===== Document extract
Piononos may refer to several varieties of pastry popular in Spain, South America, and Philippines. They are named after pope Pius IX ('Pio nono' in Italian)


Piononos from Santa Fe

Piononos are small pastries traditional in Santa Fe, a small town adjacent to the city of Granada, Spain. A pionono has two parts: a thin layer of pastry rolled into a cylinder, fermented with different kinds of syrup which give the pionono a sweet and pleasant texture, crowned with toasted cream. It is typically eaten in one or two bites.

South America[edit]

Argentine homemade piononos
Slice Argentine pionono
Argentine sweet Piononos
Slice Argentine sweet pionono
Argentine sweet piononos with dulce de leche

In various South American countries such as Argentina, Paraguay, Venezuela, Colombia, and Peru, piononos are prepared using a dough made of flour, eggs, and sugar, which is baked in a thin sheet then rolled around a filling of dulce de leche sometimes with walnuts, or fruits like strawberries with chantilly cream, or in the case of savoury piononos with York ham, cheese, tomato and mayonnaise, or a savory salad, such as chicken salad or even tuna.

Puerto Rican[edit]

In Puerto Rico piononos are prepared using yellow, or sweet plantain as the "bread" around a savory filling. It is usually stuffed with a meat filling called picadillo with cheese, the whole sandwich is then deep-fried.


In The Philippines, piononos, or pianonos, are similar to jelly rolls. It is made up of a layer of pastry that consists of eggs, sugar, and sifted flour. It is usually baked as a sheet. Once cooled, jelly or other fillings are spread over the pastry. Then it is rolled from one end to the next. Fillings can range from anything sweet to savory.
==========
===== Data shown
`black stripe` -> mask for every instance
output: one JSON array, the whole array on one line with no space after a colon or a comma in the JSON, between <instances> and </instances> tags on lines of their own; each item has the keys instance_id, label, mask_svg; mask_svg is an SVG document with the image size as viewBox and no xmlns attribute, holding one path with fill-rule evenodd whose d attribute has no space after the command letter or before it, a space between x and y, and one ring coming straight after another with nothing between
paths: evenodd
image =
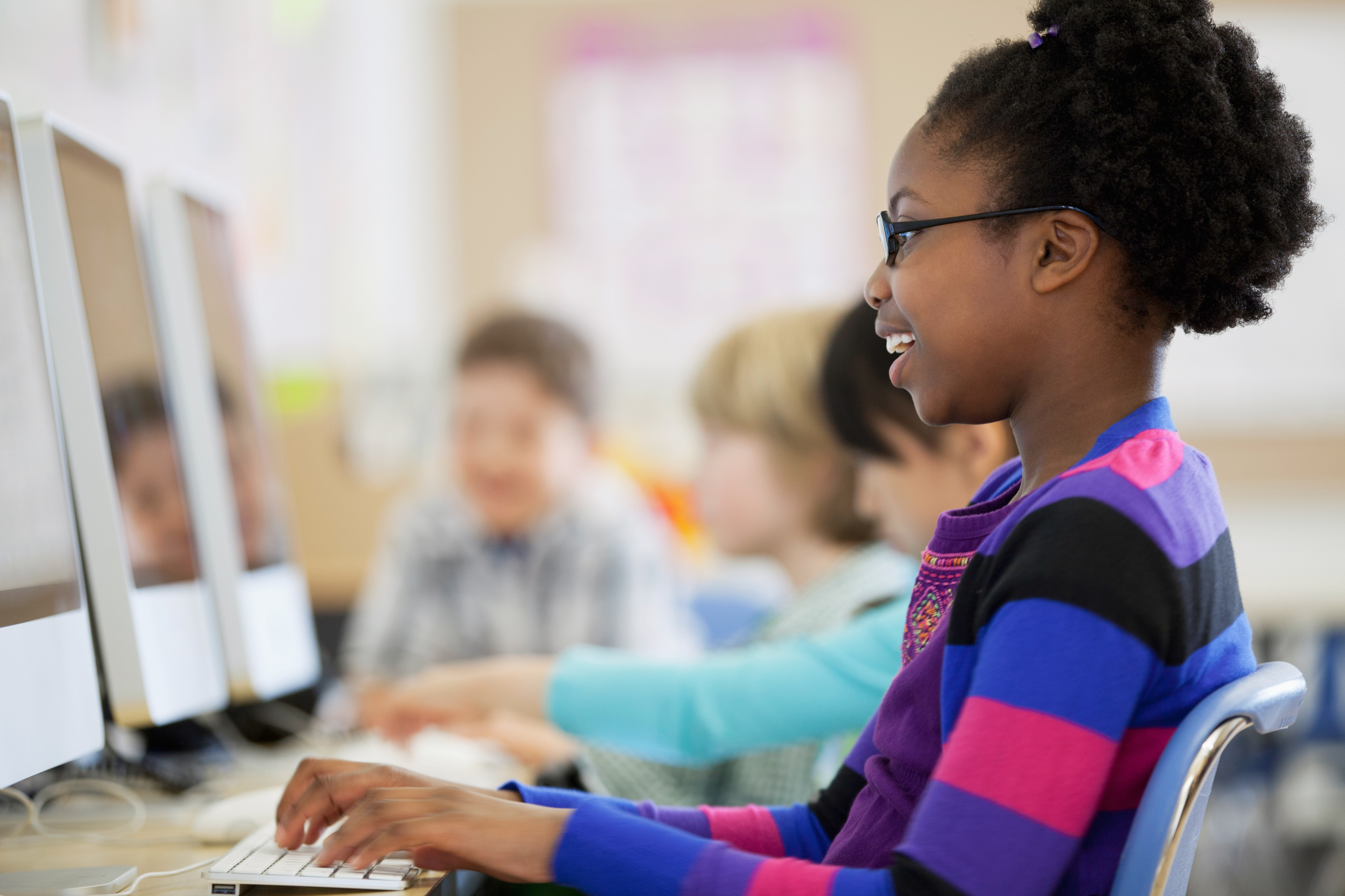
==========
# Stated task
Echo the pionono text exactly, beginning at the words that have "In Puerto Rico" and stopping after "is then deep-fried.". The lines that come after the text are not needed here.

# Result for this exercise
In Puerto Rico piononos are prepared using yellow, or sweet plantain as the "bread" around a savory filling. It is usually stuffed with a meat filling called picadillo with cheese, the whole sandwich is then deep-fried.